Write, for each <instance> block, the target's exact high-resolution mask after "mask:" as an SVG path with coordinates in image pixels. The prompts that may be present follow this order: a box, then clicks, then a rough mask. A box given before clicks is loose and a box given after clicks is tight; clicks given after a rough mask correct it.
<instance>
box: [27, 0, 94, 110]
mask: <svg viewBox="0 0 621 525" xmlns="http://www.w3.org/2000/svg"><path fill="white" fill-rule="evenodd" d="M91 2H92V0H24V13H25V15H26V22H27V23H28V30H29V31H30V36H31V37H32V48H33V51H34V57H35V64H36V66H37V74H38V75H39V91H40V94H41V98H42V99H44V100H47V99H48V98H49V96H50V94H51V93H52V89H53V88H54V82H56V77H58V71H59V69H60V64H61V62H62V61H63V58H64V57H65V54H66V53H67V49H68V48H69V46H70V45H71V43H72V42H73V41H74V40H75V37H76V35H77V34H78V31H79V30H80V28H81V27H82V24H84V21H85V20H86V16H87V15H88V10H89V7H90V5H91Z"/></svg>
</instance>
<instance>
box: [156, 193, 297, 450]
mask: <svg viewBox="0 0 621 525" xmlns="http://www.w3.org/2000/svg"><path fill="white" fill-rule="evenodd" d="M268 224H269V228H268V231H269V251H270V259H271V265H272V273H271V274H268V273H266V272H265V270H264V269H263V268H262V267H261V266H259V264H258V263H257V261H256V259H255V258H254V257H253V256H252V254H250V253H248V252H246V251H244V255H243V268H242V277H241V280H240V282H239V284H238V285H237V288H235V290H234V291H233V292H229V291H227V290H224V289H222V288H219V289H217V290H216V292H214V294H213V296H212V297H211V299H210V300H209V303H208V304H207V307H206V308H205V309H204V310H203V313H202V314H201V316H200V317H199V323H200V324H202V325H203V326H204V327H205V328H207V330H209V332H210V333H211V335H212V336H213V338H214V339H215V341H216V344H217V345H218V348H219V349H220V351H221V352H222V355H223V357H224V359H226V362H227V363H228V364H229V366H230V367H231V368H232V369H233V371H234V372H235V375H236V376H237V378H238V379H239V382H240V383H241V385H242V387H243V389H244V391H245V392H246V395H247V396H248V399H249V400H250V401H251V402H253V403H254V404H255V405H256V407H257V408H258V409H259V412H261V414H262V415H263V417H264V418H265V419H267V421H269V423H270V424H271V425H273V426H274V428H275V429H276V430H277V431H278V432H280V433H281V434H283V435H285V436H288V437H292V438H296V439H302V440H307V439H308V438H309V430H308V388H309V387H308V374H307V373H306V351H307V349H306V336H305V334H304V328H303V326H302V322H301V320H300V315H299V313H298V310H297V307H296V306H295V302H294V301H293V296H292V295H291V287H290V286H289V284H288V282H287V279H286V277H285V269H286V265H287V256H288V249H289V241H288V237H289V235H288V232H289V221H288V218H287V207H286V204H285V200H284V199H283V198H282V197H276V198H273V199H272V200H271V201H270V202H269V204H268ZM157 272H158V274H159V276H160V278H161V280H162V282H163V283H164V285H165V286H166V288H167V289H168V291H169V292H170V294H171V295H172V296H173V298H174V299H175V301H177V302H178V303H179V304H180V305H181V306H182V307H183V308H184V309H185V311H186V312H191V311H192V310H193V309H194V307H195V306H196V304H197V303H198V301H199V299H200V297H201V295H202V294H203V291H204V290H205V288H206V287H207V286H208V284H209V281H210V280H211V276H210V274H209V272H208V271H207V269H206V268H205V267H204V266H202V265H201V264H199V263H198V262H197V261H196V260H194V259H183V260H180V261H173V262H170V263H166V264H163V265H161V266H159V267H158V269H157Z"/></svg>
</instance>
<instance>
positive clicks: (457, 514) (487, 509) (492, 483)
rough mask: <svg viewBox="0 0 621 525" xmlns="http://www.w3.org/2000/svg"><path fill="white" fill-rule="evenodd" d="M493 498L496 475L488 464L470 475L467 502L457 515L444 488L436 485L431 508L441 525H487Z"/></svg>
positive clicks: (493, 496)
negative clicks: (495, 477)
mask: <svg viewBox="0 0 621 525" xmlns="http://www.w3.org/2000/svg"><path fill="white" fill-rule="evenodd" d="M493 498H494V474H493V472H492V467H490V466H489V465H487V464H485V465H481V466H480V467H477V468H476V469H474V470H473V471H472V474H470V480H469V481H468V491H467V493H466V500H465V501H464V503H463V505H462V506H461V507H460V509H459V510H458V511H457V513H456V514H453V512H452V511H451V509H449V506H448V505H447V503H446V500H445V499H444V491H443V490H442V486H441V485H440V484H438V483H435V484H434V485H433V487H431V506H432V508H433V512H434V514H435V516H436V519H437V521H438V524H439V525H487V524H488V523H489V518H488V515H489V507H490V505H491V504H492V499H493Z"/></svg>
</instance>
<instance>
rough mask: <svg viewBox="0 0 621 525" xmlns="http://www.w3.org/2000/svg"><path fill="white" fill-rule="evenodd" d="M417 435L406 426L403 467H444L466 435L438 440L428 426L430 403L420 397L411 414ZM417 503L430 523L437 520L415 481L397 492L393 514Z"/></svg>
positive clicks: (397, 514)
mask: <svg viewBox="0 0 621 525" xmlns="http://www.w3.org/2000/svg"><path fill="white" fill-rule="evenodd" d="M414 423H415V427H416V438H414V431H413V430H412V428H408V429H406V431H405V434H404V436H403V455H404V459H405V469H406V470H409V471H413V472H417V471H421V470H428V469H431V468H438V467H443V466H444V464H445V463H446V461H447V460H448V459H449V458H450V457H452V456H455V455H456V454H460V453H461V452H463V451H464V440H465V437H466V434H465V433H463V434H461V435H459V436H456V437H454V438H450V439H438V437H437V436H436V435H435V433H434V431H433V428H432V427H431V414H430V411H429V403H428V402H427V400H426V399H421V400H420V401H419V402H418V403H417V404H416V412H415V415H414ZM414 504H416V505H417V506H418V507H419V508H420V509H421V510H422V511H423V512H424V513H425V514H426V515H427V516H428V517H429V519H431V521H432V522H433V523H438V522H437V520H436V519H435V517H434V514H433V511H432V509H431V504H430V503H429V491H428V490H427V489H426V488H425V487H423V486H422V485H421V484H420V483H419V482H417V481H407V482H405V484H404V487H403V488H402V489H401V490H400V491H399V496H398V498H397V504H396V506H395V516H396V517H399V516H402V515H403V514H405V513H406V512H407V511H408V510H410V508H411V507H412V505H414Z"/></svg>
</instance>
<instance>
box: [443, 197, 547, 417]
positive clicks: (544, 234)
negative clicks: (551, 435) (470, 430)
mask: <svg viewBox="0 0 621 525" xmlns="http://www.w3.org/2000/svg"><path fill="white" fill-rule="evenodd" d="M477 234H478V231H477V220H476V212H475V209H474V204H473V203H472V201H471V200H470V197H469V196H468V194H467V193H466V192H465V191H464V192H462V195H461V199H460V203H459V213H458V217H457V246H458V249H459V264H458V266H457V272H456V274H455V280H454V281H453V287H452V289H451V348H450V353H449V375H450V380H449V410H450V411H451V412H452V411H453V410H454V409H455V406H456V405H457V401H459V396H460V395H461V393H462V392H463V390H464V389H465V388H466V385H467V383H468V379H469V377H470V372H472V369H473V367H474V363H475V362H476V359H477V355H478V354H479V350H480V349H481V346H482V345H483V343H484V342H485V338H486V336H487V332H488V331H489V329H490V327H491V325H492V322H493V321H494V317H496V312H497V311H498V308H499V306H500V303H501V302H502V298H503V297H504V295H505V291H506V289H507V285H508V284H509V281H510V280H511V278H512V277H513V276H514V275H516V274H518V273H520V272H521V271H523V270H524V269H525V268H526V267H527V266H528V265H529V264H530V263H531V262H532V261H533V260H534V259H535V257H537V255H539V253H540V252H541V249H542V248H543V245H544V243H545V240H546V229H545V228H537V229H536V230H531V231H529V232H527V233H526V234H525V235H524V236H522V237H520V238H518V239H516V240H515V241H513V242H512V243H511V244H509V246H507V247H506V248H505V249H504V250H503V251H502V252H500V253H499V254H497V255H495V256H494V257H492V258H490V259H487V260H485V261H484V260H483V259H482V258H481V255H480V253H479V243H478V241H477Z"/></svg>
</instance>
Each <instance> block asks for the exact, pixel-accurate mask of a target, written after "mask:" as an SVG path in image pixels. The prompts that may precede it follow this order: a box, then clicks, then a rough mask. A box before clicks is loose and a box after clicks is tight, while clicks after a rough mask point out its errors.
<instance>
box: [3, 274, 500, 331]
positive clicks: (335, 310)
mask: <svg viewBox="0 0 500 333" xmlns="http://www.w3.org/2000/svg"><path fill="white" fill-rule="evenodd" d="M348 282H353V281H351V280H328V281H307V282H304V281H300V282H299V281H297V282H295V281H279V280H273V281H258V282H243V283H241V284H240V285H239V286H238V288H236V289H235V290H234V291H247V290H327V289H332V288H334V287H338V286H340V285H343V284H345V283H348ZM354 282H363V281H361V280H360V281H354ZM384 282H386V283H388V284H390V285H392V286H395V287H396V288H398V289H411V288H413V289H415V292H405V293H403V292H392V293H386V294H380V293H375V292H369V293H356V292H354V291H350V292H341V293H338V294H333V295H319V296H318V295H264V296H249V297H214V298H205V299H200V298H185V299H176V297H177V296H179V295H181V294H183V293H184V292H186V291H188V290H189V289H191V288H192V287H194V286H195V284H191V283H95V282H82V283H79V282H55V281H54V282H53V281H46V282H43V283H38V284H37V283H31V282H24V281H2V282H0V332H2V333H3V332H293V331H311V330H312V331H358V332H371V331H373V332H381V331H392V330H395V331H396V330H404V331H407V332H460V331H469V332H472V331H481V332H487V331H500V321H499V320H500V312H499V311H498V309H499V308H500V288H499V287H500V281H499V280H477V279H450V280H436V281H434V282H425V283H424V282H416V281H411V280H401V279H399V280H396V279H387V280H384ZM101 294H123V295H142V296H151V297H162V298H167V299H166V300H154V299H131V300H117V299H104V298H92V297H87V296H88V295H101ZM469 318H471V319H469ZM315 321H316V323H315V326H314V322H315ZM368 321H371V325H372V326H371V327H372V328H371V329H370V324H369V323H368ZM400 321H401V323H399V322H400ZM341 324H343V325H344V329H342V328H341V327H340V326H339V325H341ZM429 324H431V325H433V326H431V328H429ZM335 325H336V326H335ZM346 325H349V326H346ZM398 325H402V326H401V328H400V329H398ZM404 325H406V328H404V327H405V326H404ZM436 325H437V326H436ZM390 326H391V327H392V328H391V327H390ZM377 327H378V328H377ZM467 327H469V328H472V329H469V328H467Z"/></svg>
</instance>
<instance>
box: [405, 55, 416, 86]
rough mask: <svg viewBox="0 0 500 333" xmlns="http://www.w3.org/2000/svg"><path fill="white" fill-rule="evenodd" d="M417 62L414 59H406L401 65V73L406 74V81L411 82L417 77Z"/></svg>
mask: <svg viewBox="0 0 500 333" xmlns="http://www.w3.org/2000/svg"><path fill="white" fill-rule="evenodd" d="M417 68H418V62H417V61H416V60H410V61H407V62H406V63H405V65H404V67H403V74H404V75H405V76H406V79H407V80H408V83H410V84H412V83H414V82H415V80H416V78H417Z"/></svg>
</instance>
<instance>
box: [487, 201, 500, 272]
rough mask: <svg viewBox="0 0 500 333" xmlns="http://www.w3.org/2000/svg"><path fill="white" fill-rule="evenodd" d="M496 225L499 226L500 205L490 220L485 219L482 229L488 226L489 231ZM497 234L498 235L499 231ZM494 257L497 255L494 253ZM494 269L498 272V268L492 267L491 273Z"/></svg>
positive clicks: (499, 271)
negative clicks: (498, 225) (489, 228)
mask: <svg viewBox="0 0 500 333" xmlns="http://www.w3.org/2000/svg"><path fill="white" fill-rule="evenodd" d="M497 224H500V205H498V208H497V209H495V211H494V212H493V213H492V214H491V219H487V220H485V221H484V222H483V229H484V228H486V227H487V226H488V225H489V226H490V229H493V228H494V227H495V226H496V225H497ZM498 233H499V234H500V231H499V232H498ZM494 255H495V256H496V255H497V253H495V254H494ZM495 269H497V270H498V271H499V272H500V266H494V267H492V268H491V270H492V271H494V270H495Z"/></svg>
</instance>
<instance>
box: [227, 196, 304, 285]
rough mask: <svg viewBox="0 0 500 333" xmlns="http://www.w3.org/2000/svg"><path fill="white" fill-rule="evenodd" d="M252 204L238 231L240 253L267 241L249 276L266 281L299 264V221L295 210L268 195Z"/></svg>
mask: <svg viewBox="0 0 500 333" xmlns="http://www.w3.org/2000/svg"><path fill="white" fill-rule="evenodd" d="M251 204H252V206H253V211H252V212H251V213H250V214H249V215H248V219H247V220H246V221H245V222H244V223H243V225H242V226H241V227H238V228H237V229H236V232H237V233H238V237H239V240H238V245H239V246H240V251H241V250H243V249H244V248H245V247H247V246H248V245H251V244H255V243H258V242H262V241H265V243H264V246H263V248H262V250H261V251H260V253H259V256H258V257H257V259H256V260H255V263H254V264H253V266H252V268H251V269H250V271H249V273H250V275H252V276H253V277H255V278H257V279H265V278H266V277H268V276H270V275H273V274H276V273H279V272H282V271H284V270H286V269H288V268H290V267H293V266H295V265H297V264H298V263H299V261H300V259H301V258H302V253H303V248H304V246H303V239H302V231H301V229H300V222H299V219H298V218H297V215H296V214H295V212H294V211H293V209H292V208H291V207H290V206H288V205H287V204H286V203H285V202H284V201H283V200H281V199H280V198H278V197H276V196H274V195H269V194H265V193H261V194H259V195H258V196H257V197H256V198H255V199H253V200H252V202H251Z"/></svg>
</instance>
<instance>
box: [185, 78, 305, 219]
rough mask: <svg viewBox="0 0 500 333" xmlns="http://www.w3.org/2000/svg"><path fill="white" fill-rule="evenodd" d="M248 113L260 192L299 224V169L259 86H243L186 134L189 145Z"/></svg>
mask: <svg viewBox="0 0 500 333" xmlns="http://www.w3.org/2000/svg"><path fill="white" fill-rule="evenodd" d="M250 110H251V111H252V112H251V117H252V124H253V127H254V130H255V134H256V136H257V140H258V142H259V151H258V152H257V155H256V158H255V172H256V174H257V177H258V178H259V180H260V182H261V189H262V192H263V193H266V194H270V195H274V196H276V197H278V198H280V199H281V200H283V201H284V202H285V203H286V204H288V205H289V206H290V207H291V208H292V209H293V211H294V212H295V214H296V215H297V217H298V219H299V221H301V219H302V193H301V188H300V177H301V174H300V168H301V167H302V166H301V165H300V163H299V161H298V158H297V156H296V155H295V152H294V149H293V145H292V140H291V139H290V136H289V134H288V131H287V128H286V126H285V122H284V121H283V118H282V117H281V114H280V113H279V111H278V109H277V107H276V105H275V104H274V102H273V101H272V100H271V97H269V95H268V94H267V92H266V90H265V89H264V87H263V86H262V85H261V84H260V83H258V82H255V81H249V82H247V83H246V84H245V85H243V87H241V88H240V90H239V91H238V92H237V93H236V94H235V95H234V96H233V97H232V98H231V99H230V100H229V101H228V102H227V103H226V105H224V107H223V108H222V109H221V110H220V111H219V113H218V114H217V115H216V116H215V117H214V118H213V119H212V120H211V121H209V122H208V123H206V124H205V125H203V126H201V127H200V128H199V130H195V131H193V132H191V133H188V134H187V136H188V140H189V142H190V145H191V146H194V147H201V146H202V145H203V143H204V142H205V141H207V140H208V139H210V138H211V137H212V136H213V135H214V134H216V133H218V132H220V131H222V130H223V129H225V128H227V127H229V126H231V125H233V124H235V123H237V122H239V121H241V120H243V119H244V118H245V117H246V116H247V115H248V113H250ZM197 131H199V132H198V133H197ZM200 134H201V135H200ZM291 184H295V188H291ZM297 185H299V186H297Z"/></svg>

- [Problem]: Select every line of the items above that contains the word "order", and copy those lines out. Case counts.

- [Task solution]:
Write, for each <instance> block, the target's exact high-resolution mask after "mask:" as an SVG path with coordinates in image pixels. The prompts that may be present follow this order: a box, then clicks, then a rough mask. A box given before clicks is loose and a box given after clicks is tight; clicks given after a rough mask correct it.
Each <instance> block asks for the exact, pixel-accurate mask of a target, written after "mask:" as an SVG path in image pixels. The prompts that may precede it follow this order: a box, then clicks, then a rough mask. A box before clicks is loose and a box after clicks is tight, while clicks after a rough mask point out its errors.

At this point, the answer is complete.